▶ CHALLENGE
Copy out every one of the following records word for word, keeping each line as it stands.

▶ Dataset records
--- start ---
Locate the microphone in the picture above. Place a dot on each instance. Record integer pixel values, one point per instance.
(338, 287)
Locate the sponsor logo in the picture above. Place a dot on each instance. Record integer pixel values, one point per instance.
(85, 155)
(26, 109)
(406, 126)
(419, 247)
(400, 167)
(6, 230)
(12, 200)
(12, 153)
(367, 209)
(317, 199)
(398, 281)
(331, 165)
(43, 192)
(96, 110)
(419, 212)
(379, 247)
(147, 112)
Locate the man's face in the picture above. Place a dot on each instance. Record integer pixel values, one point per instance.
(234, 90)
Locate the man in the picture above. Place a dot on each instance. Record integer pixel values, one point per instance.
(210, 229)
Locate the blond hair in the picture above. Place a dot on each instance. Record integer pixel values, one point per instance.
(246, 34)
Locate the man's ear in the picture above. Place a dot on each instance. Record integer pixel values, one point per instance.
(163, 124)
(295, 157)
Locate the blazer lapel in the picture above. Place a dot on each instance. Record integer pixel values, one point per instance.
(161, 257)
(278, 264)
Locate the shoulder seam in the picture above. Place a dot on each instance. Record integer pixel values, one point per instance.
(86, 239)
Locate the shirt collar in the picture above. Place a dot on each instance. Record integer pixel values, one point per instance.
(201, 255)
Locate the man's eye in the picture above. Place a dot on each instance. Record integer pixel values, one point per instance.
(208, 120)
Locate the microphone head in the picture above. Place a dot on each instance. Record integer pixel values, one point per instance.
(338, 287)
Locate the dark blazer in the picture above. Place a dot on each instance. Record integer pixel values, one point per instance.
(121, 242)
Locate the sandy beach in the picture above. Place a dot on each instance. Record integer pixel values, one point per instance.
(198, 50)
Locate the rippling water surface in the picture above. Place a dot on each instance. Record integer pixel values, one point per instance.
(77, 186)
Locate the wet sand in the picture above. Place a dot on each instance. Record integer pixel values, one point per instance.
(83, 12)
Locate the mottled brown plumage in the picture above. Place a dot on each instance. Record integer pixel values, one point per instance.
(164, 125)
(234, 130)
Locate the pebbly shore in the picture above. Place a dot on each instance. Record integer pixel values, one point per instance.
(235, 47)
--- end ---
▶ REPLY
Locate the microphone in the picture above. Place a dot on each instance. Record integer pixel values, one point per instance.
(338, 287)
Locate the sponsor logo in the picture above. Place a dot on each instance. Record integer pixel values, one point per instance.
(85, 155)
(26, 109)
(406, 126)
(419, 247)
(400, 167)
(6, 230)
(12, 200)
(12, 153)
(367, 209)
(317, 199)
(398, 281)
(331, 165)
(43, 192)
(96, 110)
(419, 212)
(379, 247)
(147, 112)
Locate the man's face in the picture above. Place a dot on each instance. Record integer pixel values, one point per instance.
(234, 90)
Locate the man in the picture above. Place a dot on each instance. Record integer pixel values, one point per instance.
(210, 229)
Locate the blond hair in the picture above. Place a dot on each instance. Record integer pixel values, one point per instance.
(246, 34)
Locate the man's ear in the picture above. Place a dot on each instance. Record integer pixel values, one point per instance.
(163, 124)
(295, 157)
Locate the blazer lapel in the picture above. Place a dot on each instance. Record integer pixel values, one point per instance.
(161, 257)
(278, 264)
Locate the shoulder seam in the picture above. Place a dot on each instance. Record integer pixel values, one point per instance.
(86, 239)
Locate the shirt collar in the picture above. Place a dot on each instance. Record integer pixel values, one point per instance.
(201, 255)
Locate the man's eye in the picture above. Place a dot on each instance. Record integer pixel values, one point per instance.
(208, 120)
Locate the microphone head in the picture above. Place a dot on each instance. Record integer pixel values, one point per instance.
(338, 287)
Locate the dark blazer in the picture above. Place a dot on each instance. Record integer pixel values, one point per instance.
(121, 242)
Locate the sandy beach in the picture above. Place a dot on each instance. Record integer pixel values, one point per instance.
(198, 50)
Locate the rippling water surface in the picture above. Place a dot on each instance. Record integer pixel values, one point per instance.
(77, 186)
Locate the wet sand in the picture above. Place a dot on each instance. Record integer pixel values, one point per instance.
(83, 12)
Locate the mottled brown plumage in the picture above. Place a dot on each instance. Record integer pixel values, one point per instance.
(164, 125)
(234, 130)
Locate the pebbly shore in the picture above. Place a dot on each instance. Record integer pixel values, one point per instance.
(235, 47)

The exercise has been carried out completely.